— Start DATA EXTRACT —
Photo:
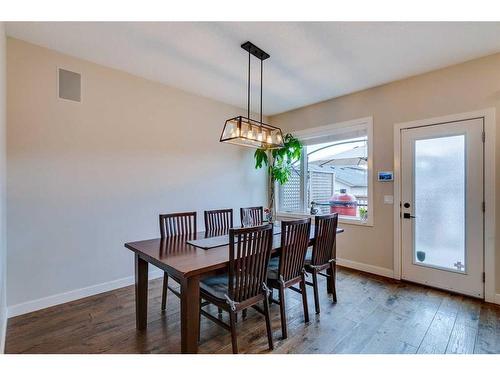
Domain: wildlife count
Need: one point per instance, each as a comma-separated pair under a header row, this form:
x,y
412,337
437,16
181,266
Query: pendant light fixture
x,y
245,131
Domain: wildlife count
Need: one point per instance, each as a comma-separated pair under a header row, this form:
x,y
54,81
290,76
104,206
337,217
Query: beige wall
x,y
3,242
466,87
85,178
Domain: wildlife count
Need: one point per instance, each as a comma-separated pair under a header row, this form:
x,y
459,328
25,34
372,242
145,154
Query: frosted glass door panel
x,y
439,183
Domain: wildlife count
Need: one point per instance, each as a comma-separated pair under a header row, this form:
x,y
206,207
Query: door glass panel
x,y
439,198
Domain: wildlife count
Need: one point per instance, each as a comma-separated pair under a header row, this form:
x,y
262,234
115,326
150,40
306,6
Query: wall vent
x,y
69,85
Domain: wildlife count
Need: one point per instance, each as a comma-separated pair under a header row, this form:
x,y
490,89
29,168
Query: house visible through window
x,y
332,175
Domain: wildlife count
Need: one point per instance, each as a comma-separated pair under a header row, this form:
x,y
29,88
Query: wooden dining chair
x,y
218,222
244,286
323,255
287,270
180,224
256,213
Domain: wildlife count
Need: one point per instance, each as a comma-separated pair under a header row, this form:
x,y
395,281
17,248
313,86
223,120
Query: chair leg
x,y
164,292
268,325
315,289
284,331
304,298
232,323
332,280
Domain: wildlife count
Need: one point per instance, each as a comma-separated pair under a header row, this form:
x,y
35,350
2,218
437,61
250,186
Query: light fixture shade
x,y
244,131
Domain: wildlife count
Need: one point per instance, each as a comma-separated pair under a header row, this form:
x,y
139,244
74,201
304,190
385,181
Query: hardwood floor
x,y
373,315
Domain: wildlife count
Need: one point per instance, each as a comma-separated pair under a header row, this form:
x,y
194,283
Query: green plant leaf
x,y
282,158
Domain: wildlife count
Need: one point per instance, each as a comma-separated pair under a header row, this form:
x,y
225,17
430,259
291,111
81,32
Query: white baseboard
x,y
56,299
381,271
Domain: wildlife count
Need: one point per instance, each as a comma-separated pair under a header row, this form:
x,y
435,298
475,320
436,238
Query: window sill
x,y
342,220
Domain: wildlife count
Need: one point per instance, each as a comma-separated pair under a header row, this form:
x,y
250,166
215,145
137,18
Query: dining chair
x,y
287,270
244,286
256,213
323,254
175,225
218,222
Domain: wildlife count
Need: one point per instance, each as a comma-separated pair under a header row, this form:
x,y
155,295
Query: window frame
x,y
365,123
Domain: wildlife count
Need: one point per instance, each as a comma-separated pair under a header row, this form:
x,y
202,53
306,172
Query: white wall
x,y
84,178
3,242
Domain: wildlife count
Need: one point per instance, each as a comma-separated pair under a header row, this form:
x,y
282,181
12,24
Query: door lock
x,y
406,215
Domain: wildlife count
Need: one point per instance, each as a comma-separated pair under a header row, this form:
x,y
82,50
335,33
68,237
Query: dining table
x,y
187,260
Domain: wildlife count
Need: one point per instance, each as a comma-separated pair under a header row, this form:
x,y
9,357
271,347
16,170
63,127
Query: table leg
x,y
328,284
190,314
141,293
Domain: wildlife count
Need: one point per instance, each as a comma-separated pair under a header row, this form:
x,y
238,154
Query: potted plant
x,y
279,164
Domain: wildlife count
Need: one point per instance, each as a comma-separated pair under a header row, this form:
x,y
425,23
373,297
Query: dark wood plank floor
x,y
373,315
— End DATA EXTRACT —
EXERCISE BRIEF: Images do not belong in the copy; reproduce all other parts of the records above verbatim.

RESULT FOR THIS TASK:
Photo:
Domain: wildlife count
Need: one point per instance, each as a comma-separated pair under a header row, this form:
x,y
412,337
437,16
181,266
Query: pendant light fixture
x,y
245,131
Domain: wildlife count
Need: one point per instance, each as a comma-separated pair under a header row, this form:
x,y
54,81
290,76
104,206
337,217
Query: beige wall
x,y
3,242
466,87
85,178
Domain: wildlife count
Need: one point per instance, each as a comma-separated pair under a header row, this form:
x,y
459,328
25,34
372,242
145,154
Query: frosted glass door panel
x,y
439,183
Domain: wildlife count
Need: one point per instance, each as a comma-separated pair under a header row, this form:
x,y
206,207
Query: door glass panel
x,y
439,198
Domain: wildlife count
Need: one point per instance, each as a comma-separated pair under a header row, this form:
x,y
262,234
115,326
150,40
306,6
Query: wall vent
x,y
69,85
Domain: wildlife count
Need: one point per instance, each as a comma-separated pair under a header row, this form:
x,y
490,89
29,168
Query: house visible through window
x,y
332,175
Domain: wildlife count
Need: one point per instance, each as a comma-separated pair under a header row, this form:
x,y
29,88
Query: wooden dining chair
x,y
218,222
244,286
323,255
287,270
180,224
256,213
Domain: wildlife count
Need: one point per instance, each as a comma-separated pair under a header row, this form:
x,y
395,281
17,248
313,86
223,120
Query: chair leg
x,y
164,292
268,325
315,289
284,331
304,298
232,323
332,280
Domain: wildlife count
Need: one point per instance, each as a comma-separated pair under a header row, this form:
x,y
35,350
2,218
437,61
250,186
Query: light fixture shade
x,y
244,131
Domain: wildlife count
Need: one point per instance, each as a comma-separated pair under a header row, this form:
x,y
139,244
74,201
304,190
385,181
Query: hardwood floor
x,y
373,315
Domain: wildlife count
Need: one point per instance, each as a comma-separated pair under a header row, this form:
x,y
194,283
Query: green plant leaf
x,y
282,158
Domain: wildlife count
Need: one point per instance, each as a comma-separated pair under a header row, this form:
x,y
225,17
430,259
291,111
81,32
Query: white baseboard
x,y
56,299
381,271
Domain: wildlife count
Need: one point per instance, each as a comma-separated pair under a header row, this form:
x,y
435,298
475,320
436,238
Query: window sill
x,y
342,220
Domain: wildlife count
Need: one point per instance, each as a comma-separated pair under a header row, this form:
x,y
250,166
215,145
137,18
Query: dining chair
x,y
287,270
244,286
256,213
323,254
175,225
218,222
Domain: wildlife count
Need: one point per instance, each as a comma-separated pair under a header row, this form:
x,y
155,295
Query: window frame
x,y
365,123
Domain: wildlife count
Need: one point per instance, each as a comma-separated pair under a header row, this form:
x,y
202,53
306,172
Query: white wall
x,y
84,178
3,242
Domain: wildlife count
Need: one point per instance, each as a comma-separated pair under a header row, this form:
x,y
282,181
12,24
Query: door lock
x,y
406,215
Domain: wildlife count
Need: one point per instance, each as a comma-separated pair under a header row, this form:
x,y
82,50
335,33
68,237
Query: dining table
x,y
187,260
Domain: wildlife count
Need: one point per instance, each as a comma-separated pair under a header row, this form:
x,y
9,357
271,347
16,170
63,127
Query: table leg
x,y
328,284
190,314
141,293
Domain: wildlife count
Need: one point per instance, each as a comma-separated pair under a header row, this form:
x,y
238,154
Query: potted plant
x,y
279,164
Domain: wildlife count
Need: one point per instance, each as a comma-separated pair under a header row, this form:
x,y
425,23
373,297
Query: dark wood plank floor
x,y
373,315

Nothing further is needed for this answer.